## PROBLEMS AND TASKS
[A] Write out the memoir excerpt from "We lived next" to "good at it.".
[B] In the memoir excerpt, what was the name of the dog the writer went out with every day?

## TEXT EXCERPT
==============================

It all began in St. Joe in 1922. I lived there until I was seventeen and went off to Smith College to find freedom, hope and opportunity. My father said I had a very happy childhood. My Aunt Clara said it was perfectly horrible. Somewhere in-between lies the truth.
We lived next to Corby Grove, my first experience with open space. I went out with my dog, Spotty, every day prowling around, catching tadpoles, baking mud balls for neighborhood fights, carrying my beebee gun, having a totally free and unfettered childhood.
Starting in high school, I knew what I wanted to do—have a literary career. I remember someone saying to me, oh, maybe you can be Ernest Hemingway’s secretary and I said, no, I want to be Ernest Hemingway. I knew I could make a living at it and I did. I was a freelance writer and I was good at it.
The magazine business was a lot like college in one way because it was all contacts, all connections, all networking, all having lunch with an editor and trying to sell a story. It was a totally entrepreneurial life and it suited me. People who like certitude shouldn’t be freelancers and they shouldn’t be politicians.
I feel I was lucky that the thing that was the perfect fit for me also turned out to be the timely, trendy thing of the 70’s, which was the environment. When I located myself on that spectrum I was home.

==============================

## DATASET CONTENT
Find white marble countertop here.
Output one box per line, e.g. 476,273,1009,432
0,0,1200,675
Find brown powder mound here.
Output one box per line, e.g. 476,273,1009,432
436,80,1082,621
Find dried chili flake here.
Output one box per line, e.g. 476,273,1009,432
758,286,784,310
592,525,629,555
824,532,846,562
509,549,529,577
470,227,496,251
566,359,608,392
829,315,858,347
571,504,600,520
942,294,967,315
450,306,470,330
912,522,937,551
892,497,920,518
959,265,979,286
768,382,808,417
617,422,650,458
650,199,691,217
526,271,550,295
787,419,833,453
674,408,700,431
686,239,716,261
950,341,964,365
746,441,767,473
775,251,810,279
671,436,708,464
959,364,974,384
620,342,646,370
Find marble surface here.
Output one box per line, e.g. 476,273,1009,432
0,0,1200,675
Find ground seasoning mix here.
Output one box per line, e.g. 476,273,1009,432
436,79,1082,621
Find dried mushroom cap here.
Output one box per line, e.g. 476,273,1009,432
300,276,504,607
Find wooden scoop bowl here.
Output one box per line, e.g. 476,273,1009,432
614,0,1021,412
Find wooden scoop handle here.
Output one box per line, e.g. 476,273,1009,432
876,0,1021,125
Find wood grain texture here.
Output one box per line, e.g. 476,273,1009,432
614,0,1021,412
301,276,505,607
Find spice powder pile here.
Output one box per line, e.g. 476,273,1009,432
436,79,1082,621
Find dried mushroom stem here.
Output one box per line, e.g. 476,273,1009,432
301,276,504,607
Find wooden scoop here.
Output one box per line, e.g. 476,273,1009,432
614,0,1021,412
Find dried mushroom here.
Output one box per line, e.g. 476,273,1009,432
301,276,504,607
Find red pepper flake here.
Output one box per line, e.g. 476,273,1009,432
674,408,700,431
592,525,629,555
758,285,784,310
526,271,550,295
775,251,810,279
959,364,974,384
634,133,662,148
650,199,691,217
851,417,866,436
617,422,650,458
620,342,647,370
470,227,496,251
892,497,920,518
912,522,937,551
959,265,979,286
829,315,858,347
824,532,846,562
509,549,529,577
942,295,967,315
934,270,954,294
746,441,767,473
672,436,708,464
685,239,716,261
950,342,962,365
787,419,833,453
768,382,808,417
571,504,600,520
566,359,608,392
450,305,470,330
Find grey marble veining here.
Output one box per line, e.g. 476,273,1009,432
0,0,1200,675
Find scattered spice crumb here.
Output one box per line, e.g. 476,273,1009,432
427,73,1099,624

==============================

## SOLUTION SET
[A]
We lived next to Corby Grove, my first experience with open space. I went out with my dog, Spotty, every day prowling around, catching tadpoles, baking mud balls for neighborhood fights, carrying my beebee gun, having a totally free and unfettered childhood.
Starting in high school, I knew what I wanted to do—have a literary career. I remember someone saying to me, oh, maybe you can be Ernest Hemingway’s secretary and I said, no, I want to be Ernest Hemingway. I knew I could make a living at it and I did. I was a freelance writer and I was good at it.

[B] Spotty